* **Tujuan Tugas**
Salin ulang kata demi kata semua baris dari awal entri sampai dengan baris yang memuat "31], [49, 31]]". Baris terakhir itu ikut disalin.
◇ ◇ ◇
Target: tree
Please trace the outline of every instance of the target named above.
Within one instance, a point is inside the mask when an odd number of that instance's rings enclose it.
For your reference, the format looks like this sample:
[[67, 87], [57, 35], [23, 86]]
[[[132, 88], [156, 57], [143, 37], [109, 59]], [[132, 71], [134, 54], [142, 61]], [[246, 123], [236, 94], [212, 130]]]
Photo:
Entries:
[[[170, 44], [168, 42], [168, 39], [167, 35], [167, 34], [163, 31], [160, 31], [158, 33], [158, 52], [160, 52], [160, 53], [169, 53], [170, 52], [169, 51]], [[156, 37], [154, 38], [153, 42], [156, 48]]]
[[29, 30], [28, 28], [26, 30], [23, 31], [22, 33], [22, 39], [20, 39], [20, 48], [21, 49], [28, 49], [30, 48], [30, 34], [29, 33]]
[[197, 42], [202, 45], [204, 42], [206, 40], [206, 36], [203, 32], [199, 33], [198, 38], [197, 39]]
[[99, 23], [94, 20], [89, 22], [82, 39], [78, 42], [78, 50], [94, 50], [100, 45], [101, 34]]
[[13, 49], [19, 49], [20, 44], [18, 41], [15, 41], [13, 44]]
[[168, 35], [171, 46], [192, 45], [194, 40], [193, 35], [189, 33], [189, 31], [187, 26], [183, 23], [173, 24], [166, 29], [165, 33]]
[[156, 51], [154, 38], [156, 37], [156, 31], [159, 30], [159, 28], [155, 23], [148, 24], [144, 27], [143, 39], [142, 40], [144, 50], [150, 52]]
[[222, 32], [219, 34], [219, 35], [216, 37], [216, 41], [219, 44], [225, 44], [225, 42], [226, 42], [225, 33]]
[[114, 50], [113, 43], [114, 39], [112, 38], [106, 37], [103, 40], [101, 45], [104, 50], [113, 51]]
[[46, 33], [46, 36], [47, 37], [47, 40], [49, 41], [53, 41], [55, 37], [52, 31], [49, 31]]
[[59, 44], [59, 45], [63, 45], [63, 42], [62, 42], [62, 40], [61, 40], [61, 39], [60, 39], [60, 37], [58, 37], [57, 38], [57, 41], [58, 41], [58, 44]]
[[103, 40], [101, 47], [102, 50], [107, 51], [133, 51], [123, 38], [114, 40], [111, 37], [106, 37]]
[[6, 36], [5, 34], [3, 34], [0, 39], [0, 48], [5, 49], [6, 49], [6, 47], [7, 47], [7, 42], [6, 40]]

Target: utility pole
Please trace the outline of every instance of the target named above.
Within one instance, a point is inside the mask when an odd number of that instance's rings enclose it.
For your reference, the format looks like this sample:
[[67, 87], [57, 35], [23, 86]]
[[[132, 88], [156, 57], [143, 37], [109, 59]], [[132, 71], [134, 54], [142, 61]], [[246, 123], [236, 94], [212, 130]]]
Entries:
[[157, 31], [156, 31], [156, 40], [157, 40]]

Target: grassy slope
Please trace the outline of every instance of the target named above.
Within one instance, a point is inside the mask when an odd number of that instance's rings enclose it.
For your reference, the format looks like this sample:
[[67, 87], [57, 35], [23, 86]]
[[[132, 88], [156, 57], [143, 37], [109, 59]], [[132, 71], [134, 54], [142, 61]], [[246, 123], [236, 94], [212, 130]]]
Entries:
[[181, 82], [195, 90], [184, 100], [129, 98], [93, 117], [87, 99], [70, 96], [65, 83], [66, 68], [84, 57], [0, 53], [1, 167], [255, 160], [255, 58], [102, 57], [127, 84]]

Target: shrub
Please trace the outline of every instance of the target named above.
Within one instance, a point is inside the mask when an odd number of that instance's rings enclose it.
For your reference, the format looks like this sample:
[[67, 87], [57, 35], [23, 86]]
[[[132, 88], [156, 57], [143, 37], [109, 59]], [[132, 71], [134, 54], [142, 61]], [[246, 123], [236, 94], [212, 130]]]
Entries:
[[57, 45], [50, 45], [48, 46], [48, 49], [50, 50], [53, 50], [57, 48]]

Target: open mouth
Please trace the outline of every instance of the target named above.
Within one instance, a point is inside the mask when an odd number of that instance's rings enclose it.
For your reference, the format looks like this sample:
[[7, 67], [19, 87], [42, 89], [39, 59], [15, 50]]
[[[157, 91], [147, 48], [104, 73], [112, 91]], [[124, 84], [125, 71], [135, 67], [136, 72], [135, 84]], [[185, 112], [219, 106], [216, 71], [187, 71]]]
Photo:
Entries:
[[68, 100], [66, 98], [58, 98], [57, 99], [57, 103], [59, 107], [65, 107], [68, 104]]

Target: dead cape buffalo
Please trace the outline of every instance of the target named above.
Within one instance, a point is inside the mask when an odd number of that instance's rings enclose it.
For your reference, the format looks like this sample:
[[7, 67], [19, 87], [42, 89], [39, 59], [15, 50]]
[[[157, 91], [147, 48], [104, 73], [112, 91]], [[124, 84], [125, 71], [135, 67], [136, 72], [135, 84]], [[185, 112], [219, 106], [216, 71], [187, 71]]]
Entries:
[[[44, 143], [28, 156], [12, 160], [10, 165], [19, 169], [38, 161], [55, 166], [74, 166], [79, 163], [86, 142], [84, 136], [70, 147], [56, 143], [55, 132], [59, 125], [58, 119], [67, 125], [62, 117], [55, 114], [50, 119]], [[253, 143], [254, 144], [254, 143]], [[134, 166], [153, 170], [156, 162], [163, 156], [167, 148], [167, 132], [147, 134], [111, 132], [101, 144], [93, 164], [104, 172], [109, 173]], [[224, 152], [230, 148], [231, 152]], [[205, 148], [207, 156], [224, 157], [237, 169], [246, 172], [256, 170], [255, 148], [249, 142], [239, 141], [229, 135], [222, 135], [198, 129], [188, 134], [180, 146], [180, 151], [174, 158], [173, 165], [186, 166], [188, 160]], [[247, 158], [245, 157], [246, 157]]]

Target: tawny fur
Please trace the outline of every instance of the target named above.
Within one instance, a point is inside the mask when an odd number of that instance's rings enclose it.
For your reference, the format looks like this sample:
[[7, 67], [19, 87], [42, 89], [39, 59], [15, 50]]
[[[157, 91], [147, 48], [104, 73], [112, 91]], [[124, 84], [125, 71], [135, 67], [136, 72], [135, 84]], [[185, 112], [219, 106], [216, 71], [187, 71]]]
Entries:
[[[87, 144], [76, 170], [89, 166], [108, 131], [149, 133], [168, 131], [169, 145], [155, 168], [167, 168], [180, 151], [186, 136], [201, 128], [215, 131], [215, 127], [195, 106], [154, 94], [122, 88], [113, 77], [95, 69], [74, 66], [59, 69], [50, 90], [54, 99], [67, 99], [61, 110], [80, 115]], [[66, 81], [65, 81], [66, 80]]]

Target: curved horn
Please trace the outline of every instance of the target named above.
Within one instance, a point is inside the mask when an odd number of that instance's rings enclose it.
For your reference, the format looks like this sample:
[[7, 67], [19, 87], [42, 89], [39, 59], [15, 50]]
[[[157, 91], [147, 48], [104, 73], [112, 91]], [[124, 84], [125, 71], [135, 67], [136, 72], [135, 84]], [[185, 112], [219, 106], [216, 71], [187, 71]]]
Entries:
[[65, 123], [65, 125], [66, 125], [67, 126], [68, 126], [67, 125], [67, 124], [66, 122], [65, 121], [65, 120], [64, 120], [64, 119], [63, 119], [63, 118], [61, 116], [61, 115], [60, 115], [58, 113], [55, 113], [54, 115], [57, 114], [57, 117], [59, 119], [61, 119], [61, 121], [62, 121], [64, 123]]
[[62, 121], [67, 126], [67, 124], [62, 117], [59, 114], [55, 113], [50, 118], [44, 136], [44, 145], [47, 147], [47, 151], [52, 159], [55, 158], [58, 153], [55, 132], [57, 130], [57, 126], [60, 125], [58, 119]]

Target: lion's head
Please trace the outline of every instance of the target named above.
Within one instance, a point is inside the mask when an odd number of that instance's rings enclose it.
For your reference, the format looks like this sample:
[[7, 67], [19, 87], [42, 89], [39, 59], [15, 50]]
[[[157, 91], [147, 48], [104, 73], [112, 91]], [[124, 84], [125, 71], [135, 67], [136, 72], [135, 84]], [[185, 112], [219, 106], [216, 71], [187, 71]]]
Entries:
◇ ◇ ◇
* **Penyelesaian Soal**
Target: tree
Please trace the outline of every instance of the target named above.
Within one instance, a point is inside the mask when an odd number of that instance's rings enclose it.
For your reference, the format looks like this sample:
[[67, 87], [57, 35], [23, 86]]
[[[132, 88], [156, 57], [143, 37], [109, 59]], [[132, 71], [134, 54], [142, 61]], [[246, 123], [236, 94], [212, 130]]]
Photo:
Entries:
[[[170, 44], [168, 42], [168, 39], [167, 35], [167, 34], [163, 31], [160, 31], [158, 33], [158, 52], [160, 52], [160, 53], [169, 53], [170, 52], [169, 51]], [[156, 37], [154, 38], [153, 42], [156, 48]]]
[[29, 30], [28, 28], [26, 30], [23, 31], [22, 33], [22, 39], [20, 39], [20, 48], [21, 49], [28, 49], [30, 48], [30, 34], [29, 33]]
[[197, 42], [202, 45], [204, 42], [206, 40], [206, 36], [203, 32], [199, 33], [198, 38], [197, 39]]
[[99, 23], [94, 20], [89, 22], [82, 39], [78, 42], [78, 50], [94, 50], [100, 45], [101, 34]]
[[13, 49], [19, 49], [20, 44], [18, 41], [15, 41], [13, 44]]
[[168, 35], [171, 46], [192, 45], [194, 40], [193, 35], [189, 33], [189, 31], [187, 26], [183, 23], [173, 24], [166, 29], [165, 33]]
[[156, 51], [154, 38], [156, 37], [156, 31], [159, 30], [159, 28], [155, 23], [148, 24], [144, 27], [143, 39], [142, 40], [144, 50], [150, 52]]
[[222, 32], [219, 34], [219, 35], [216, 37], [216, 41], [219, 44], [225, 44], [225, 42], [226, 42], [225, 33]]
[[114, 50], [113, 43], [114, 39], [112, 38], [106, 37], [103, 40], [101, 45], [104, 50], [113, 51]]
[[46, 33], [46, 36], [47, 37], [47, 40], [49, 41], [53, 41], [55, 37], [52, 31], [49, 31]]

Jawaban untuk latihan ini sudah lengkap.